- [Task]: Reproduce word for word the stretch from "This model is" through "handling Sanskrit text." in the Sanskrit-qwen-7B-Translate page below.

++++ Selection

---
library_name: transformers
license: apache-2.0
base_model: Qwen/Qwen2.5-7B-Instruct-1M
tags:
- sanskrit
- translation
- qwen
- axolotl
datasets:
- diabolic6045/Sanskrit-llama
model-index:
- name: Sanskrit-qwen-7B-Translate
  results: []
---

# Sanskrit-qwen-7B-Translate

This model is a fine-tuned version of [Qwen/Qwen2.5-7B-Instruct-1M](https://huggingface.co/Qwen/Qwen2.5-7B-Instruct-1M) optimized for Sanskrit language tasks.

## Model Description

This is a merged version of a fine-tuned Qwen 2.5 7B model, specifically trained for Sanskrit language understanding and translation tasks. The model has been trained on a custom Sanskrit dataset to enhance its capabilities in handling Sanskrit text.

++++++++
++++ Data provided

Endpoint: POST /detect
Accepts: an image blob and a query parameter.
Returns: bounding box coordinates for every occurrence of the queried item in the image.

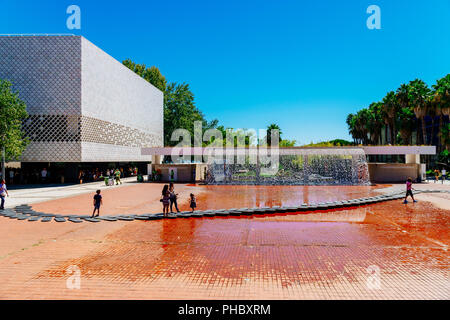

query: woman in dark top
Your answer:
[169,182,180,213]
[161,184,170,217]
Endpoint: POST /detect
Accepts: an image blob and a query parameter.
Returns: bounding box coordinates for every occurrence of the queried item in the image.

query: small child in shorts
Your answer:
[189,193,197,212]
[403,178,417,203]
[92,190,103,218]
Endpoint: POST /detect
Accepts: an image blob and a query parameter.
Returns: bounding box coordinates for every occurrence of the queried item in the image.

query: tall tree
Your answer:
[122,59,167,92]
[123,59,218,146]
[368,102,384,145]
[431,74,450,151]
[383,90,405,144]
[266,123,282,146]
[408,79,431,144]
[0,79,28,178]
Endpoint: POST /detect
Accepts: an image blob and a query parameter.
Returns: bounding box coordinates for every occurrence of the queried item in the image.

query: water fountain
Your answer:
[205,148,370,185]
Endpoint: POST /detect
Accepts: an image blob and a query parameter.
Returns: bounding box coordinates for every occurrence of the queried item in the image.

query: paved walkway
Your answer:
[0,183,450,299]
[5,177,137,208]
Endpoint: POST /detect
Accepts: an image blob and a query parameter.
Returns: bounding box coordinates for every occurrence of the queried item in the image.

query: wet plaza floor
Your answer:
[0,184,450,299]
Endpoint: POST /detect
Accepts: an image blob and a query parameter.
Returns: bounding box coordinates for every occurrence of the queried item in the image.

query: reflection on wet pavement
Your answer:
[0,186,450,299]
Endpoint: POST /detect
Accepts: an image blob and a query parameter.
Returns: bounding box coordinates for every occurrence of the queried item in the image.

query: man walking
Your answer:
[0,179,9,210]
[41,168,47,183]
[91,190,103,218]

++++++++

- [Problem solution]:
This model is a fine-tuned version of [Qwen/Qwen2.5-7B-Instruct-1M](https://huggingface.co/Qwen/Qwen2.5-7B-Instruct-1M) optimized for Sanskrit language tasks.

## Model Description

This is a merged version of a fine-tuned Qwen 2.5 7B model, specifically trained for Sanskrit language understanding and translation tasks. The model has been trained on a custom Sanskrit dataset to enhance its capabilities in handling Sanskrit text.